▶ Consigne: Recopiez mot pour mot, s'il vous plaît, le passage de l'article ci-dessous sur la politique étrangère de l'Union européenne, en commençant à « Sylvain Kahn : Commençons » et en terminant à « en cours d'élaboration. ».

▶ Article:
———

Sylvain Kahn : Commençons par rappeler qu’à l’heure où nous nous parlons, le Conseil européen n’est pas encore terminé. Cela signifie aussi que le texte final sur lequel doivent s’accorder les 27 est toujours en cours d'élaboration. 

Ce premier point évoqué, nous pouvons en revenir à l’idée que l’Union européenne parle ou non d’une seule voix. La réponse est complexe. D’une certaine façon, elle le fait et d’une autre elle n’y arrive pas. Nombreux, en ce moment, n’hésitent pas à parler de “cacophonie” quand ils évoquent la réaction de l’Union. Je préfère parler de “polyphonie” pour plusieurs raisons. 

Rappelons d’abord que, s’agissant de l’Union européenne, la politique étrangère constitue l’un des domaines les moins mutualisés. C’est un premier point très clair, très assumé également, qui figure dans le traité de Lisbonne. Il n’y a jamais eu d’accord politique, jusqu’à présent, visant à faire de l’Union européenne une entité uniforme du côté de sa politique extérieure. Depuis que le traité de Maastricht existe on observe cependant une volonté politique de mettre en place une politique européenne de la sécurité et de la défense mais il est clairement indiqué que tout Etat membre est en droit de poser son véto. Pour l’essentiel, la quasi-totalité des acteurs engagés dans la création et l’expansion de l'Union européenne considèrent qu’il est légitime et normal que chaque Etat membre puisse décider de sa politique étrangère. Ne pas prendre en compte cette donnée au moment de juger de la façon dont l’Europe s’exprime sur le conflit opposant Israël au Hamas, c’est juger en borgne. 

Ceci étant dit, on peut tout de même poser la question : les Européens, l’Union européenne, font-ils montre d’une politique cohérente ou d’une politique divisée ? La réponse varie selon ce dont on parle : en matière de politique commerciale extérieure, qui relève pourtant du domaine de la politique étrangère, l’Europe s’exprime à travers la voix d’un commissaire nommé pour parler au nom des 27. 

Se faisant, il n’est pas surprenant de voir que les Etats membres de l’Union expriment différentes positions au sujet de cette guerre. Remarquons tout de même qu’ils n’en expriment pas 27 : au total, on dénombre trois ou quatre grands types de positions et au moment même où nous nous parlons les Européens cherchent justement à dégager une position commune, une parole qui puisse tenir compte de la souveraineté de chaque Etat nation en matière de politique étrangère tout en correspondant à une réponse collective. 

Ce ne serait pas la première fois, d’ailleurs. En 1980, l’Europe publiait alors la Déclaration de Venise. A l’époque, c’était les dirigeants de la Communauté économique européenne qui ont pris position, de façon officielle, sur le conflit israélo-palestinien. Ils ont signifié le droit à l'existence d’Israël dans le cadre des frontières dessinées en 1948, alors que l’Organisation pour la libération de la Palestine ne reconnaissait pas encore son existence. La Déclaration de Venise statue également l’attachement des pays membres à l’existence de deux Etats, ainsi que le prévoyait alors l’ONU, estimant que les territoires palestiniens ne devaient pas être occupés comme ils avaient pu l’être à l’issue de la guerre des Six Jours, en 1967. C’est un point de départ important, qu’il ne faut pas oublier.

———

▶ Données:
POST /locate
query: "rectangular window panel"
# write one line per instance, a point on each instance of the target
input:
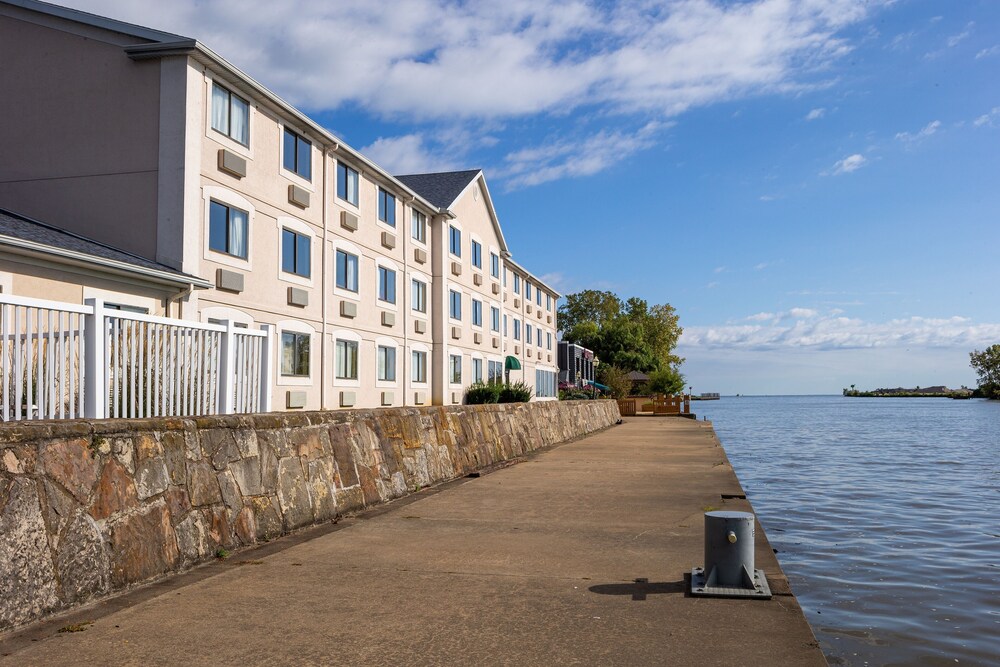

———

▶ Réponse attendue:
Sylvain Kahn : Commençons par rappeler qu’à l’heure où nous nous parlons, le Conseil européen n’est pas encore terminé. Cela signifie aussi que le texte final sur lequel doivent s’accorder les 27 est toujours en cours d'élaboration.